### EXERCISE INSTRUCTIONS
Go through the data and copy every line exactly, but not the images.

[Rows from a pointing dataset]
-----

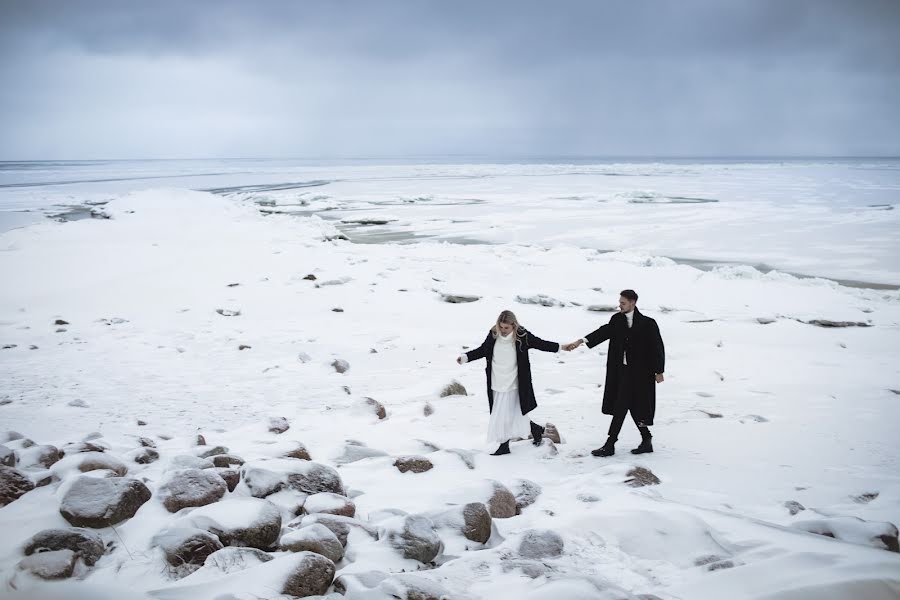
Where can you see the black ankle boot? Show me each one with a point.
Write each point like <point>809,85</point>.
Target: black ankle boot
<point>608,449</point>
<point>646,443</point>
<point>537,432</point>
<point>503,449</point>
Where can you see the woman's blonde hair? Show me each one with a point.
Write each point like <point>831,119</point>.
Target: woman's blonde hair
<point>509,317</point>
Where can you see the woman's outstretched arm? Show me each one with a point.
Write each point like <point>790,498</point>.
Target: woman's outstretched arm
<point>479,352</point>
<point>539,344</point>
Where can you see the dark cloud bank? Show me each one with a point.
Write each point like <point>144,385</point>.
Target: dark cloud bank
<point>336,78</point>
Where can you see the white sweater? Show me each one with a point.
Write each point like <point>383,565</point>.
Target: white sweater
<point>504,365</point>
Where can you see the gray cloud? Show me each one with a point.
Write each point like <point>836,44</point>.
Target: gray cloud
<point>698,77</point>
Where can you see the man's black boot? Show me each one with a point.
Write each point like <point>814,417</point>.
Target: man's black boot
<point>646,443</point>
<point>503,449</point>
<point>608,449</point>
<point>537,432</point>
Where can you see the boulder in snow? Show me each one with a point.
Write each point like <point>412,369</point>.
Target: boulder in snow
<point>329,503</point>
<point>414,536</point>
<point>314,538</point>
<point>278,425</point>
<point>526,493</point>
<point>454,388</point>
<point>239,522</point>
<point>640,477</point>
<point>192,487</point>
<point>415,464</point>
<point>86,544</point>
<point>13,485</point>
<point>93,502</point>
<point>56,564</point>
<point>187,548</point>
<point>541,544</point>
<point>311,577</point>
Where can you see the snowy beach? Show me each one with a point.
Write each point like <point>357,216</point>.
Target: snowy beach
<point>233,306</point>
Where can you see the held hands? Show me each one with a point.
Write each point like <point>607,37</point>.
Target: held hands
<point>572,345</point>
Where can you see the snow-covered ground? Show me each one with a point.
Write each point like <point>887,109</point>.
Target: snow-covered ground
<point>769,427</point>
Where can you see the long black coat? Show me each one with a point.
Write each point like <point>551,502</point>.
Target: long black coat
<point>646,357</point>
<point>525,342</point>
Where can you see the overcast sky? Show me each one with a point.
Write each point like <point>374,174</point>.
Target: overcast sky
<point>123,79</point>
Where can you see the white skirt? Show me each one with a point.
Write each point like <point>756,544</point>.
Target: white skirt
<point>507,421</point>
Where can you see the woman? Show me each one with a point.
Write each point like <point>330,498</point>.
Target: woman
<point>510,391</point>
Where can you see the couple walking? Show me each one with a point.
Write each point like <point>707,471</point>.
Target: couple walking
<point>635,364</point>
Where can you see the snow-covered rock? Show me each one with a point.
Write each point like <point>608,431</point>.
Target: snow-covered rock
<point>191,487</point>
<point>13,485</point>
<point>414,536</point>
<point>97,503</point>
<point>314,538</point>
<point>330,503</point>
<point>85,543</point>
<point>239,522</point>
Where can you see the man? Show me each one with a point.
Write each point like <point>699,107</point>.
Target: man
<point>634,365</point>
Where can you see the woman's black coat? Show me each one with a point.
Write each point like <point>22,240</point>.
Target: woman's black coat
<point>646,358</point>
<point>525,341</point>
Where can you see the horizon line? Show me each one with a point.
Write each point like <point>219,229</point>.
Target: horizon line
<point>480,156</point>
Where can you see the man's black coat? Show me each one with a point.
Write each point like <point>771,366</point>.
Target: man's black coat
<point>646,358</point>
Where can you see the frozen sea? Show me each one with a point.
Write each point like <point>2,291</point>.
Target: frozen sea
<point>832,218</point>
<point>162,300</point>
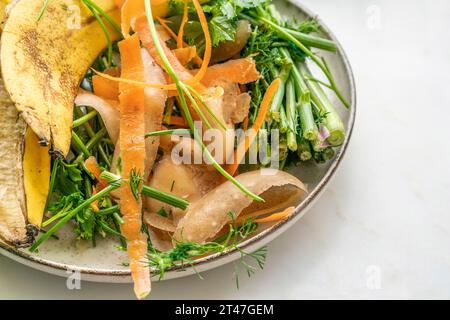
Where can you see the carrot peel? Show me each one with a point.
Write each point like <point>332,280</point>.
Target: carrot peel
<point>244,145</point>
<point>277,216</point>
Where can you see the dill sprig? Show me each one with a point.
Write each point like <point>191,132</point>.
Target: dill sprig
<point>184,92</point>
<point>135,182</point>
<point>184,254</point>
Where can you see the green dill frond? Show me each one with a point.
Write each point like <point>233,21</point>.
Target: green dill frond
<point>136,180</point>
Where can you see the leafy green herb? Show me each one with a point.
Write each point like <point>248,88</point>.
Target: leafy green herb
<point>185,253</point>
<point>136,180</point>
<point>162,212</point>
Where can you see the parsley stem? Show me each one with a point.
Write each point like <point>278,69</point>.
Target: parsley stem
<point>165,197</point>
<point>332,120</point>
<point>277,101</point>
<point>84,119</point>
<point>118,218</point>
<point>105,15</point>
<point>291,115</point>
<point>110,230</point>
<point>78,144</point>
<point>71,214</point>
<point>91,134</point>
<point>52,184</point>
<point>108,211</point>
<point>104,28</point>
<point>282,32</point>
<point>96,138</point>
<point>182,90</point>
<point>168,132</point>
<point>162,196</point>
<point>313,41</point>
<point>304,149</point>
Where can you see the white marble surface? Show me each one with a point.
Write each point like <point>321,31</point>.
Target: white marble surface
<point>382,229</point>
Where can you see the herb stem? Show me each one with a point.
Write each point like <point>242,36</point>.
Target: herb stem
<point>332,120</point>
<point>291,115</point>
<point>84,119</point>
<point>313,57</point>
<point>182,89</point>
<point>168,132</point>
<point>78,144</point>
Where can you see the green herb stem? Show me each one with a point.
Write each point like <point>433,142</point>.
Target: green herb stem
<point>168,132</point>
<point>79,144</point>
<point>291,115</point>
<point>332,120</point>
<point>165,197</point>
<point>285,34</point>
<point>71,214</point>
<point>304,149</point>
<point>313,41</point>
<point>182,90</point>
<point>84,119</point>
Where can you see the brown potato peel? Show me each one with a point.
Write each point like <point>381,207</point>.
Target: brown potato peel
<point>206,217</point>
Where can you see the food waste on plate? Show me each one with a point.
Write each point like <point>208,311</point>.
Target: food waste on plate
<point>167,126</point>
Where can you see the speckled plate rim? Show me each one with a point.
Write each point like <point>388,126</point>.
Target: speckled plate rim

-----

### SOLUTION FOR THIS TASK
Where can you see the black ankle boot? Show me each one with a point.
Write each point like <point>809,85</point>.
Target: black ankle boot
<point>608,449</point>
<point>646,443</point>
<point>537,432</point>
<point>503,449</point>
Where can you see the woman's blonde hair? Show me each one with a point.
Write each point like <point>831,119</point>.
Target: woman's blonde hair
<point>509,317</point>
Where can you see the woman's outstretched arm? Show me each one with a point.
Write each point like <point>790,498</point>.
Target: woman's outstretched arm
<point>479,352</point>
<point>539,344</point>
Where can you see the dark cloud bank? Show me each one with a point.
Write each point like <point>144,385</point>.
Target: dark cloud bank
<point>336,78</point>
Where can you see the white sweater? Show me each one with a point.
Write each point like <point>383,565</point>.
Target: white sweater
<point>504,365</point>
Where can you see the gray cloud? Show me each one with a point.
Write each point like <point>836,44</point>.
Target: gray cloud
<point>698,77</point>
Where can you see the man's black boot? Show me each one with a point.
Write each point like <point>814,417</point>.
Target: man's black boot
<point>646,443</point>
<point>503,449</point>
<point>608,449</point>
<point>537,432</point>
Where can you see the boulder in snow? Show me each one with a point.
Write each point like <point>412,369</point>.
Target: boulder in snow
<point>329,503</point>
<point>414,536</point>
<point>314,538</point>
<point>278,425</point>
<point>526,493</point>
<point>454,388</point>
<point>239,522</point>
<point>640,477</point>
<point>192,487</point>
<point>415,464</point>
<point>86,544</point>
<point>13,485</point>
<point>93,502</point>
<point>56,564</point>
<point>187,548</point>
<point>541,544</point>
<point>311,577</point>
Where can you see the snowy beach? Show me each one with a point.
Write each point like <point>357,216</point>.
Target: snowy beach
<point>233,306</point>
Where can you see the held hands? Show me each one with a point.
Write each point like <point>607,37</point>.
Target: held hands
<point>572,345</point>
Where can you see the snow-covered ground? Show me each one with a point.
Write each point like <point>887,109</point>.
Target: snow-covered ground
<point>769,427</point>
Where can you see the long black coat? Show me each one with a point.
Write each point like <point>551,502</point>.
Target: long black coat
<point>646,357</point>
<point>525,342</point>
Where can you see the overcast sky? Show me each one with a point.
Write each point like <point>374,174</point>.
Target: overcast sky
<point>123,79</point>
Where can you see the white skirt? Show me each one with a point.
Write each point like <point>756,544</point>.
Target: white skirt
<point>507,421</point>
Where can you see the woman? Show me each one with a point.
Write each point like <point>330,498</point>.
Target: woman
<point>510,391</point>
Where can you see the couple walking? Show me each one with a point.
Write each point like <point>707,471</point>.
Target: couple walking
<point>635,364</point>
Where can you see the snow-covered rock? Show me each one with a point.
Write each point like <point>608,431</point>.
Target: snow-covered rock
<point>191,487</point>
<point>13,485</point>
<point>414,536</point>
<point>97,503</point>
<point>314,538</point>
<point>330,503</point>
<point>85,543</point>
<point>239,522</point>
Where can you see the man? Show me each one with a point.
Write each point like <point>699,107</point>.
Target: man
<point>634,365</point>
Where can you see the woman's black coat? Show me each one with a point.
Write each point like <point>22,240</point>.
Target: woman's black coat
<point>646,358</point>
<point>525,341</point>
Where can you see the horizon line? Show me each one with a point.
Write each point like <point>219,229</point>.
Target: horizon line
<point>480,156</point>
Where can you see the man's black coat? Show me each one with a point.
Write each point like <point>771,366</point>.
Target: man's black coat
<point>646,358</point>
Where can you see the frozen sea? Show me each one with a point.
Write each point like <point>2,291</point>.
Target: frozen sea
<point>832,218</point>
<point>162,300</point>
Where can you see the carrot peel? Show me each one with a point.
Write each point like <point>332,280</point>.
Target: carrot peel
<point>244,145</point>
<point>277,216</point>
Where can you see the dill sprig? Show me each one with a point.
Write each point like <point>191,132</point>.
Target: dill sprig
<point>184,92</point>
<point>135,182</point>
<point>184,254</point>
Where can you see the green dill frond? Show me each one with a point.
Write each point like <point>233,21</point>.
Target: green dill frond
<point>136,180</point>
Where can you see the leafy green herb? Show me each one with a point.
Write each point like <point>248,88</point>.
Target: leafy green herb
<point>185,253</point>
<point>136,180</point>
<point>162,212</point>
Where can you see the parsley stem? Show me each one with a point.
Write each point like <point>278,69</point>.
Target: parsley stem
<point>165,197</point>
<point>332,120</point>
<point>277,101</point>
<point>84,119</point>
<point>118,218</point>
<point>105,15</point>
<point>291,115</point>
<point>110,230</point>
<point>78,144</point>
<point>71,214</point>
<point>91,134</point>
<point>52,184</point>
<point>108,211</point>
<point>104,28</point>
<point>282,32</point>
<point>96,138</point>
<point>182,90</point>
<point>168,132</point>
<point>162,196</point>
<point>313,41</point>
<point>304,149</point>
Where can you see the white marble surface? Show me each one with a point.
Write each point like <point>321,31</point>.
Target: white marble surface
<point>382,229</point>
Where can you see the herb stem? Show me each one with a point.
Write each point like <point>242,36</point>.
Target: herb stem
<point>332,120</point>
<point>291,115</point>
<point>84,119</point>
<point>313,57</point>
<point>182,89</point>
<point>168,132</point>
<point>78,144</point>
Where can you see the green herb stem? Show me each one with a point.
Write each point like <point>433,142</point>.
Target: green herb stem
<point>168,132</point>
<point>79,144</point>
<point>291,115</point>
<point>332,120</point>
<point>165,197</point>
<point>285,34</point>
<point>71,214</point>
<point>304,149</point>
<point>313,41</point>
<point>182,90</point>
<point>84,119</point>
Where can you see the brown potato peel? Show me each one with a point.
Write each point like <point>381,207</point>.
Target: brown potato peel
<point>206,217</point>
Where can you see the food waste on plate? Show me each one with a point.
Write each point like <point>208,311</point>.
Target: food waste on plate
<point>167,126</point>
Where can you see the speckled plate rim? Show me each one with a point.
Write each point like <point>388,126</point>.
Target: speckled plate rim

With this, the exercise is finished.